■ Exercise: As an exercise, transcribe the data below in full and exactly, omitting pictures.
-------- Data records --------
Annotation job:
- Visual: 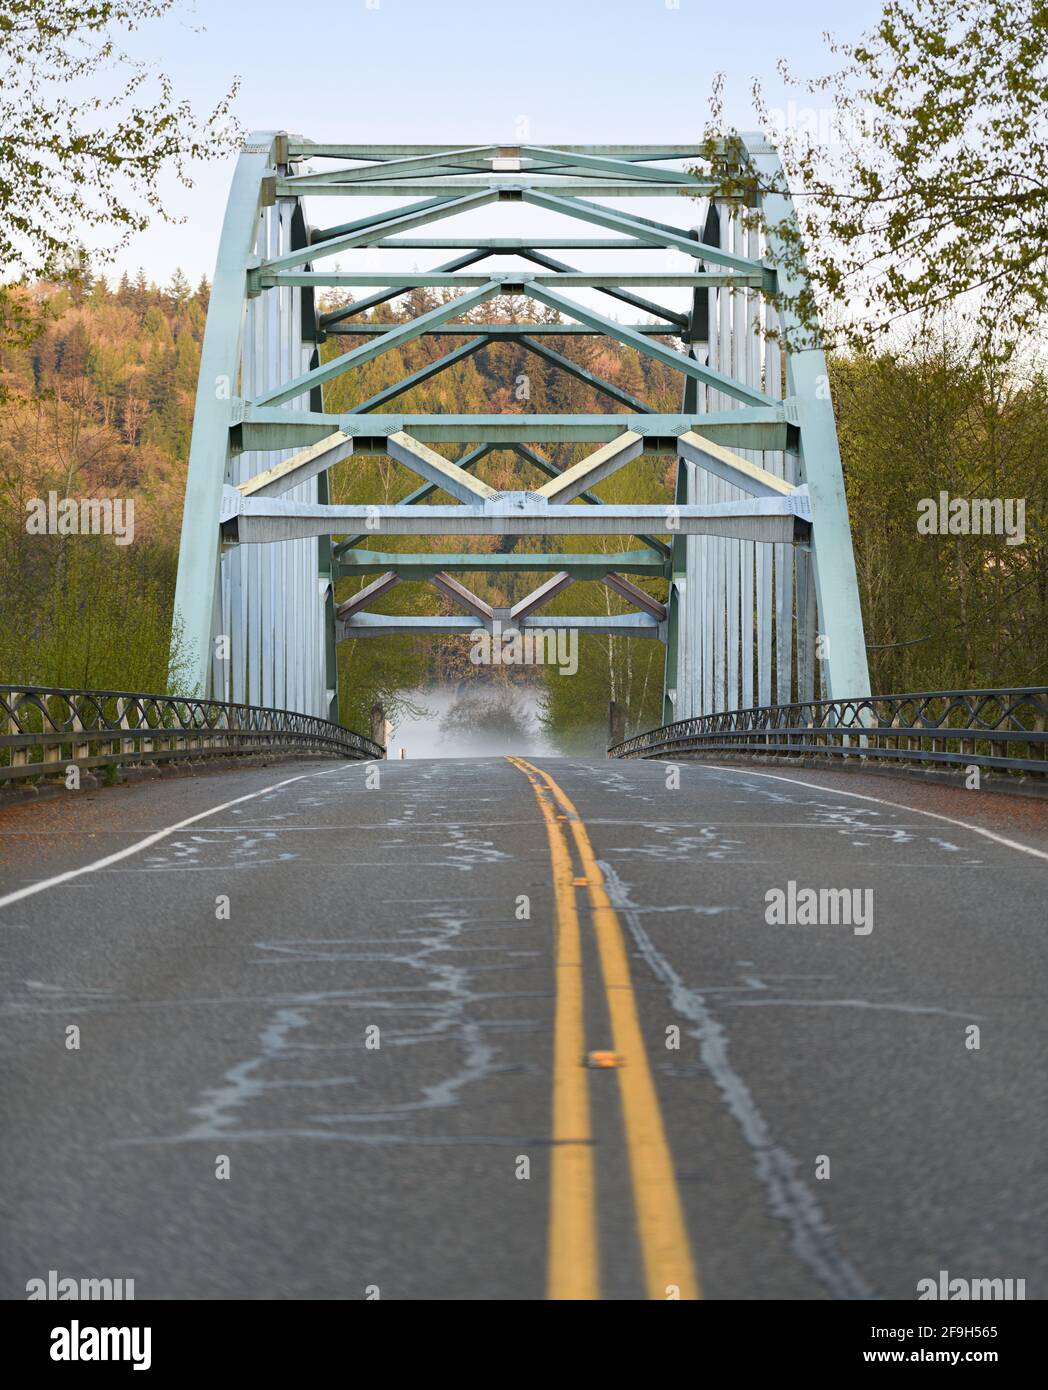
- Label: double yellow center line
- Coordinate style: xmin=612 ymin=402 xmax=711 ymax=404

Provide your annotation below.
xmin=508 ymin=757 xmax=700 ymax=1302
--------
■ Response area:
Annotation job:
- Visual: 
- Label: double yellow center line
- Coordinate style: xmin=612 ymin=402 xmax=711 ymax=404

Provide your annotation below.
xmin=508 ymin=757 xmax=700 ymax=1302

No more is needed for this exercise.